### RECORDS PROVIDED ###

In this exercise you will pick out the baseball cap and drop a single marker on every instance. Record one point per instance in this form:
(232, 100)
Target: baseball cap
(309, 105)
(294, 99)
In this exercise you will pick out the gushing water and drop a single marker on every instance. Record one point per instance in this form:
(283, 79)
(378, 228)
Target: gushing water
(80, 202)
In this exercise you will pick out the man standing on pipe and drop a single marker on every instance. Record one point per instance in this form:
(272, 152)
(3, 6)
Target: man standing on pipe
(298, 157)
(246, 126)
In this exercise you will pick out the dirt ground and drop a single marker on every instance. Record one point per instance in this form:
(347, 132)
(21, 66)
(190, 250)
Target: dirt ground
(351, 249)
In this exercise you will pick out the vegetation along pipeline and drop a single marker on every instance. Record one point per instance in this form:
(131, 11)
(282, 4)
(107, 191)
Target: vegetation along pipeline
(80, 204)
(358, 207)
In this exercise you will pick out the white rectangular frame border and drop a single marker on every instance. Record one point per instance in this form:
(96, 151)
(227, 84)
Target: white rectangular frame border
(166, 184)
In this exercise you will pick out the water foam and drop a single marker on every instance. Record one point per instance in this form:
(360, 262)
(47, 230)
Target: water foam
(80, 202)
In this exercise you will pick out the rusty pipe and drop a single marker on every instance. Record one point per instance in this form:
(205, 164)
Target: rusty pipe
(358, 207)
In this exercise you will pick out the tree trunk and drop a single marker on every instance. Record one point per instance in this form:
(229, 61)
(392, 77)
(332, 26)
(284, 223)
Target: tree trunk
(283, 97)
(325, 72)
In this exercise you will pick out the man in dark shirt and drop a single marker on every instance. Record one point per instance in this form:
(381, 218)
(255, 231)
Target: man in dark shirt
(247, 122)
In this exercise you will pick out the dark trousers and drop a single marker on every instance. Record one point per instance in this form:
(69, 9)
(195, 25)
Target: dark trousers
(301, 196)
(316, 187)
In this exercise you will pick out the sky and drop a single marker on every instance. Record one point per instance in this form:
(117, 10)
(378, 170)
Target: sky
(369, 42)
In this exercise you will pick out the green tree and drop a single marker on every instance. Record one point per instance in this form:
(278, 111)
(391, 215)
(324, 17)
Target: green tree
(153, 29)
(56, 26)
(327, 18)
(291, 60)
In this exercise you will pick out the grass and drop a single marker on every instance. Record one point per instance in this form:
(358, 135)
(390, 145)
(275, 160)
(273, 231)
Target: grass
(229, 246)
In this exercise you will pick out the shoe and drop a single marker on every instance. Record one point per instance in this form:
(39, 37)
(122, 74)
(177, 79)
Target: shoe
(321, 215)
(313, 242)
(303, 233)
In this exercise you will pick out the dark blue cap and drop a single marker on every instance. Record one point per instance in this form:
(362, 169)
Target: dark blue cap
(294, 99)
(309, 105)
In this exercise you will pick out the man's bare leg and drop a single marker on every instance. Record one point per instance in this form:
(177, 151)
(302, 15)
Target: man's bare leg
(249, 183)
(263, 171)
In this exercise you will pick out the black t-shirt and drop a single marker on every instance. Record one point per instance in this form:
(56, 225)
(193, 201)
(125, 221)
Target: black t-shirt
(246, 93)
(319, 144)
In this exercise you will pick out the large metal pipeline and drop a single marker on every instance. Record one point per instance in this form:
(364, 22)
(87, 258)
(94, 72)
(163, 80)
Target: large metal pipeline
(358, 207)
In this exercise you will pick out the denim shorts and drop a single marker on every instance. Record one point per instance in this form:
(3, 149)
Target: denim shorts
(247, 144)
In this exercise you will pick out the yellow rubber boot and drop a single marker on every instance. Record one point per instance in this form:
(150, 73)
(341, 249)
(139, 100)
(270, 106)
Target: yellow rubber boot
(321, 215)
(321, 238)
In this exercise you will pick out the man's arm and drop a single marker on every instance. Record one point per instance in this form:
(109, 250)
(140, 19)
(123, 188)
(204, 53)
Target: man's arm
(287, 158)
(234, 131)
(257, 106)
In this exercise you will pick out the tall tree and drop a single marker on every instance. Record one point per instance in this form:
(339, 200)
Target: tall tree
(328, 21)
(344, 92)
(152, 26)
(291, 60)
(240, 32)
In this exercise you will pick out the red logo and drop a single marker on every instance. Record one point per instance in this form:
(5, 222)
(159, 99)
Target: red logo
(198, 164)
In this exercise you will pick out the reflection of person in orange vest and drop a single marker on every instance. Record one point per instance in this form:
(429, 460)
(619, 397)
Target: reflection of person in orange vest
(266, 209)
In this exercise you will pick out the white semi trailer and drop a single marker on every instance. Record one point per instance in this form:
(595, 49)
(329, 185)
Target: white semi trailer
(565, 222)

###

* _PROBLEM TO SOLVE_:
A full, exact copy of the entries is the required answer.

* _OUTPUT_:
In this exercise you will pick out the baseball cap and drop a single marker on every instance. Record one point per instance in this form:
(232, 100)
Target: baseball cap
(309, 105)
(294, 99)
In this exercise you will pick out the gushing water and drop a single marker on every instance. Record one point per instance in this form:
(283, 79)
(378, 228)
Target: gushing water
(80, 202)
In this exercise you will pick out the man standing on pipe and drop a single marker on every instance. Record one point per instance in this form:
(272, 152)
(3, 6)
Target: man standing on pipe
(298, 157)
(246, 126)
In this exercise you will pick out the dirt ground and drop a single marker on every instance. Record one point per instance in this form:
(347, 132)
(21, 66)
(190, 250)
Target: dirt ground
(351, 249)
In this exercise you will pick out the vegetation along pipeline and drop a single marker on every instance. Record one point per instance in this form:
(131, 11)
(282, 4)
(107, 191)
Target: vegetation along pipeline
(80, 204)
(358, 207)
In this exercise you will pick out the white rectangular frame border and drop a single marker on every instance. Record one point per instance in this form:
(96, 151)
(227, 84)
Target: white rectangular frame border
(166, 184)
In this exercise you will pick out the water foam and drop a single marker on every instance. Record one point per instance in this form:
(360, 262)
(47, 230)
Target: water foam
(80, 202)
In this exercise you will pick out the rusty pipe and drop a single marker on every instance. Record one point per instance in this form:
(205, 164)
Target: rusty pipe
(358, 207)
In this exercise you will pick out the tree trunk and drop a single marker on every instance. Record one point per instance in this form:
(229, 61)
(392, 77)
(332, 26)
(284, 223)
Target: tree trunk
(283, 97)
(325, 72)
In this exercise you will pick out the man in dark shirt and drop a single marker on every instance. Record one point per instance in this form:
(381, 218)
(255, 231)
Target: man in dark shirt
(247, 122)
In this exercise you will pick out the dark trousers and drop a single marker on every instance. Record one point per instance in this form:
(69, 9)
(195, 25)
Target: dark trousers
(301, 196)
(316, 187)
In this exercise you will pick out the sky and drop a single marker on every instance. Record one point per instance in this form:
(117, 10)
(378, 170)
Target: sky
(369, 42)
In this exercise you will pick out the green tree and drop a single marker on every instance. Record one point per instance in this form:
(278, 111)
(391, 215)
(324, 17)
Target: green tree
(153, 29)
(56, 26)
(327, 18)
(291, 60)
In this exercise you will pick out the grass and drop a single marker on every instance. Record one point per instance in this form:
(358, 135)
(390, 145)
(275, 160)
(273, 231)
Target: grass
(229, 246)
In this exercise you will pick out the shoe and drop a single marker on every instance. Record one point per instance in this form:
(39, 37)
(122, 74)
(177, 79)
Target: shoe
(321, 215)
(313, 242)
(303, 233)
In this exercise you will pick out the dark blue cap and drop a single marker on every instance. Record one point per instance in this form:
(362, 169)
Target: dark blue cap
(294, 99)
(309, 105)
In this exercise you will pick out the man's bare leg and drop a single marker on every instance. Record one point per instance in this form:
(177, 151)
(302, 15)
Target: man's bare leg
(249, 183)
(263, 171)
In this exercise you will pick out the black t-shirt and drop a single marker on every instance. Record one point per instance in this form:
(56, 225)
(193, 201)
(125, 221)
Target: black t-shirt
(246, 93)
(319, 144)
In this exercise you will pick out the large metal pipeline and drop a single marker on every instance. Record one point per instance in this form:
(364, 22)
(87, 258)
(94, 72)
(163, 80)
Target: large metal pipeline
(358, 207)
In this exercise you will pick out the denim shorts and drop a single marker on every instance. Record one point per instance in this form:
(3, 149)
Target: denim shorts
(247, 144)
In this exercise you will pick out the yellow rubber boot and drop a single marker on every instance. Record one point per instance in this form:
(150, 73)
(341, 249)
(139, 100)
(270, 106)
Target: yellow rubber boot
(321, 215)
(321, 238)
In this exercise you will pick out the man's arm and drop a single marker on every instance. Record one point per instance in this form:
(109, 250)
(140, 19)
(123, 188)
(204, 53)
Target: man's arm
(287, 158)
(234, 131)
(257, 106)
In this exercise you will pick out the tall tree and drop a single marker on every instance. Record one point per instance in this form:
(339, 200)
Target: tall tree
(328, 21)
(344, 92)
(152, 26)
(291, 60)
(240, 32)
In this exercise you will pick out the red logo and drop a single marker on every instance. Record one point per instance in this form:
(5, 222)
(159, 99)
Target: red logo
(198, 164)
In this exercise you will pick out the reflection of person in orange vest and drop a single marker on every instance. Record one point per instance in this form:
(429, 460)
(619, 397)
Target: reflection of person in orange vest
(266, 209)
In this exercise you will pick out the white semi trailer and drop a single marker on every instance. Record one point per instance in this form:
(595, 49)
(329, 185)
Target: white semi trailer
(565, 222)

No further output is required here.